Extract every line below that contains the string "yellow", treating uppercase and lowercase as distinct.

▶ Extracted entries
• • • • • • •
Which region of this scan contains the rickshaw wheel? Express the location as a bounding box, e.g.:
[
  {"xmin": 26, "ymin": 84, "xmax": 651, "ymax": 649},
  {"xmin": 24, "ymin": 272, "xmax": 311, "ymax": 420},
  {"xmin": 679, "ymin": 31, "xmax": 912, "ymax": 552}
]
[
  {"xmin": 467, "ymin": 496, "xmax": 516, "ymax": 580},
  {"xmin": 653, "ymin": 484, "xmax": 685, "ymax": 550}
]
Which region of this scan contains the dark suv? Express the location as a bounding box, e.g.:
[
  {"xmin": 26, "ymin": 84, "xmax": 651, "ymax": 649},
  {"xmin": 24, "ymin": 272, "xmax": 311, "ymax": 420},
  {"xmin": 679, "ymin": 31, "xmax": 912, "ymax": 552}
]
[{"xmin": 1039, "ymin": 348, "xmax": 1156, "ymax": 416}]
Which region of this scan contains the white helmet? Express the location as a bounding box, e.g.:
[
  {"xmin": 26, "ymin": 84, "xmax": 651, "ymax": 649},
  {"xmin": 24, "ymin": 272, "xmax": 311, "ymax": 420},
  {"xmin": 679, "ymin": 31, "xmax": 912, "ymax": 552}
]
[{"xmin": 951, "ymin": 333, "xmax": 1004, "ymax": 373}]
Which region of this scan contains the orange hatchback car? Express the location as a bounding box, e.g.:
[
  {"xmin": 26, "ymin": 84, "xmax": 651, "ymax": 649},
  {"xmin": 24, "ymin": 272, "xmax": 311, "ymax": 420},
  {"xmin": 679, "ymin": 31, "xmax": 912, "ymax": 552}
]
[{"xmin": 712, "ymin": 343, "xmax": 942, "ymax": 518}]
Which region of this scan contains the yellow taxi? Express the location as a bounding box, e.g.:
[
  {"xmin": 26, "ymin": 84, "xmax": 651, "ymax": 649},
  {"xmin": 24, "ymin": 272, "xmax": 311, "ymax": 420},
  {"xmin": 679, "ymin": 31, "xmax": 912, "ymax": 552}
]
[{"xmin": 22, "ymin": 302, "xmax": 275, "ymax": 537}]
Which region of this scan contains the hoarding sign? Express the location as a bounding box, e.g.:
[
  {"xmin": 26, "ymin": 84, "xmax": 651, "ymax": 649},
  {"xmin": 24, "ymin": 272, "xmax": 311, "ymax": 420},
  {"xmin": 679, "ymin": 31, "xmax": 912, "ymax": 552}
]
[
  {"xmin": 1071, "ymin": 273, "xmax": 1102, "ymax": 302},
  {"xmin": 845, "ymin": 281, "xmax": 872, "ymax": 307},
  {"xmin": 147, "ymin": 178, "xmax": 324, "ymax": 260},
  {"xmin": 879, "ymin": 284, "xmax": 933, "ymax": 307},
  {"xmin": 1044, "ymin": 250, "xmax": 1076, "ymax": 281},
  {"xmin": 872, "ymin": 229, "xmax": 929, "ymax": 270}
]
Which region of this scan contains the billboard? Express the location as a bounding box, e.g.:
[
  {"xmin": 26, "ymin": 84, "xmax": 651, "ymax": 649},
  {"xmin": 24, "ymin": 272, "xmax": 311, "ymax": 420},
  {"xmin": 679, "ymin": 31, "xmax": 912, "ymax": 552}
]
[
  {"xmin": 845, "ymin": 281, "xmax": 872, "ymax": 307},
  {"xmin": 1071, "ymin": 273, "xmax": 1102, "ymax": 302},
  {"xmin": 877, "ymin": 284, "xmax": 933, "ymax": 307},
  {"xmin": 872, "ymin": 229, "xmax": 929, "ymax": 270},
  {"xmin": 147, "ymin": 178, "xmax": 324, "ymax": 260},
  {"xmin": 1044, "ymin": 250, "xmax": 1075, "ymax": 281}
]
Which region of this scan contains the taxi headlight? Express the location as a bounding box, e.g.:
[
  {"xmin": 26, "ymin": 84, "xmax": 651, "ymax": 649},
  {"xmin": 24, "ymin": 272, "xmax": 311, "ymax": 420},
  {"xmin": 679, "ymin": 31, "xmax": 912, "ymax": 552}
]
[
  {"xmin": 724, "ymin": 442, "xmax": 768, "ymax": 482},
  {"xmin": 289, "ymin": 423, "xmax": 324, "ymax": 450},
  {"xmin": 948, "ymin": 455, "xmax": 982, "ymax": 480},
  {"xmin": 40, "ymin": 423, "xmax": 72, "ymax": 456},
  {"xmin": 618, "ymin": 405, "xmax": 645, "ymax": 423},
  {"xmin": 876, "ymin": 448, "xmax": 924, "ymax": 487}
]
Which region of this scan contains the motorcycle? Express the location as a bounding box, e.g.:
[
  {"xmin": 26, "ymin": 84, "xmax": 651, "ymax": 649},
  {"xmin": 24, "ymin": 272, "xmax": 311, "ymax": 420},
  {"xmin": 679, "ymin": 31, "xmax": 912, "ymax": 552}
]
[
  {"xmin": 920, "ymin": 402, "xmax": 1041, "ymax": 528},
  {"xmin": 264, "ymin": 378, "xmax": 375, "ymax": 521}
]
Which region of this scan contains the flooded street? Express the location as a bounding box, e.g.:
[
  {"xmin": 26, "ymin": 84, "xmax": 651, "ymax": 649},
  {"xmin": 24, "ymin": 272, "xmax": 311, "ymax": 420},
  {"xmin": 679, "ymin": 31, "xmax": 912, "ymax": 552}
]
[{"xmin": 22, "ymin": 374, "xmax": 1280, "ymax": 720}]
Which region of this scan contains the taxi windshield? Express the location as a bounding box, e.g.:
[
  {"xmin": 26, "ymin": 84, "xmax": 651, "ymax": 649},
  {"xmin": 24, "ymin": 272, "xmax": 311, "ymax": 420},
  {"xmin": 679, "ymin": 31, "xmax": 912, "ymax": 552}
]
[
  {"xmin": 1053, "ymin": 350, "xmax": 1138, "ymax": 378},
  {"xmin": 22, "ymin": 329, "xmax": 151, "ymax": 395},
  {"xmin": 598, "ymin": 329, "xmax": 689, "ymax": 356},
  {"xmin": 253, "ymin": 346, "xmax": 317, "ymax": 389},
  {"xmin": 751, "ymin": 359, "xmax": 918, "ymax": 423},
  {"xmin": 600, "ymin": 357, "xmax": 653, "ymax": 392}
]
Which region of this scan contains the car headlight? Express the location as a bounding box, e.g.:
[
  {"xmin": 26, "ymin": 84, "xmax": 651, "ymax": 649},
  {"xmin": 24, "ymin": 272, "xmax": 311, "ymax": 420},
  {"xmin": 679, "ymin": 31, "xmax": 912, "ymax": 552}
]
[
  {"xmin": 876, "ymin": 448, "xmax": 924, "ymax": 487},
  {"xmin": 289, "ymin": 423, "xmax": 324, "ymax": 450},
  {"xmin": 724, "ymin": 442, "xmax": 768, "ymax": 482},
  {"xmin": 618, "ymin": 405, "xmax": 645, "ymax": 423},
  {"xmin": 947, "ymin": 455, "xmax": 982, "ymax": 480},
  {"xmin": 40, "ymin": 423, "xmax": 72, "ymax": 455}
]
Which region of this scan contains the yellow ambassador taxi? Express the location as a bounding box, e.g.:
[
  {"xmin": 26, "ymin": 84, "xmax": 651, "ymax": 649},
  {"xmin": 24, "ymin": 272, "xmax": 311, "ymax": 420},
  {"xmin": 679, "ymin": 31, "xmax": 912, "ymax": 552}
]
• • • • • • •
▶ Solution to this task
Which region of this scan contains the yellow taxi? Express the location as a bounding box, e.g.:
Which region of this scan contains the yellow ambassador taxi? Express the location as a bounding box, e.g.:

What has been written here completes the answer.